* _Source extract_:

____

Start with negative keyword lists, mobile review, automated rules, and the new Display Ad Builder tool.
Every paid search account needs new ideas to keep moving forward with a positive return on investment (ROI). The following tips can be implemented in less than 15 minutes and make a lasting positive impact on the performance results. Try one tactic per day, and then take Friday off.
1. Negative keyword lists. Negative keywords are a critical component to any AdWords campaign optimization because you can filter out irrelevant clicks and impressions on keywords. Excluding keywords can save click spend and make the overall campaign more effective. A recent feature release now allows advertisers to manage negative keywords across multiple campaigns. The new negative keyword lists can be associated with many campaigns and can be easily applied to any campaign with a few simple clicks.
Get started building a list by accessing the "Shared Library" section of AdWords, then creating a new list in "campaign negative keywords."
2. Mobile review. Have you checked your mobile traffic lately? Often advertisers don't bother with setting up mobile-only campaigns because they believe there is not enough demand to justify it. Within the AdWords, you can select "segment" to see activity by device from the campaign, ad group, display network, and even keyword-level tabs. This will provide interesting insights into opportunities as well as areas of possible inefficiencies. Recently I discovered a group of keywords that had a much lower average cost per click (CPC) in mobile. One keyword was just $0.06 per click in mobile vs. $1.03 on computers. This keyword also had the volume to justify a new campaign and strategy. This is just one of the insights you can gain by analyzing data by device and taking action on the findings.
3. Automated rules. Automated rules in AdWords won't replace good old-fashioned manual management but may help to save time and streamline processes. One way to use automated rules to directly impact the bottom line is to adjust bids on keywords based on the cost per conversion.

____

* _Record excerpts_:
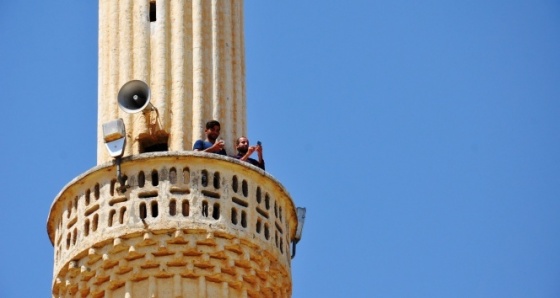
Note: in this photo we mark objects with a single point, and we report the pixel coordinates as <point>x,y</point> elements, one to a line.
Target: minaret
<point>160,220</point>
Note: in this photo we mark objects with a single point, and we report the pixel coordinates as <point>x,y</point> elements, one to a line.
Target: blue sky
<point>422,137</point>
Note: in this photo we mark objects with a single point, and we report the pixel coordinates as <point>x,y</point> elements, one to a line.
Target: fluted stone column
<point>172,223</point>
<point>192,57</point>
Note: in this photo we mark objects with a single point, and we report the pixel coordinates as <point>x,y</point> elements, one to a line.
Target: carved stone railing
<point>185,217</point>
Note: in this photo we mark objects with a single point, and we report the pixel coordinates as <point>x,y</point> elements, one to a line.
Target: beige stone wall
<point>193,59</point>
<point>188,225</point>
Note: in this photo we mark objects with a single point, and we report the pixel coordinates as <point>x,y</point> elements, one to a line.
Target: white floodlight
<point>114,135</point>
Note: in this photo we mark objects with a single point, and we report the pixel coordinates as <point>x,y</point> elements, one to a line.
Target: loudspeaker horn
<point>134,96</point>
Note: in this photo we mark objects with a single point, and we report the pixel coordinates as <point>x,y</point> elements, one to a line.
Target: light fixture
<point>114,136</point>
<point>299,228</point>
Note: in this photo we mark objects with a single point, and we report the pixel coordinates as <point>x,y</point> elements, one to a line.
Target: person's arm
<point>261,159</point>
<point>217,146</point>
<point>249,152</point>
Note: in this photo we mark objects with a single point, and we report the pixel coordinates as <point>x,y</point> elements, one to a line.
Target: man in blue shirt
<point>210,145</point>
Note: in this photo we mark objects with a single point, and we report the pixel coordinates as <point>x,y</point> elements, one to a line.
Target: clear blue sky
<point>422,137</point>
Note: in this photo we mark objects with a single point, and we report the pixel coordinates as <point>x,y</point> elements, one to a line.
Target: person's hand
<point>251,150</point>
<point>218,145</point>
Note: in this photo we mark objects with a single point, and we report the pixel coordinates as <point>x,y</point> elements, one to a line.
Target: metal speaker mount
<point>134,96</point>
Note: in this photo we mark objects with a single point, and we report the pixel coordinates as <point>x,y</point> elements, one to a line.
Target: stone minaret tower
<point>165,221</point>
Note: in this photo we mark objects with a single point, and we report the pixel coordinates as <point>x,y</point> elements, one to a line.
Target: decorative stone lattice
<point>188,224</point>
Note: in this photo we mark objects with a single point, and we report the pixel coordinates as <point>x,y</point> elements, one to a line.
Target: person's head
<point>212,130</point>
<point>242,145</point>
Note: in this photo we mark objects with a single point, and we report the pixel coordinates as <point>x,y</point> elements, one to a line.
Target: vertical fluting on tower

____

* _Aim_: Return the passage of the paid search tips text starting at "Every paid search" and ending at "few simple clicks.", unchanged. The entries are not needed for any of this.

* _Exercise result_:
Every paid search account needs new ideas to keep moving forward with a positive return on investment (ROI). The following tips can be implemented in less than 15 minutes and make a lasting positive impact on the performance results. Try one tactic per day, and then take Friday off.
1. Negative keyword lists. Negative keywords are a critical component to any AdWords campaign optimization because you can filter out irrelevant clicks and impressions on keywords. Excluding keywords can save click spend and make the overall campaign more effective. A recent feature release now allows advertisers to manage negative keywords across multiple campaigns. The new negative keyword lists can be associated with many campaigns and can be easily applied to any campaign with a few simple clicks.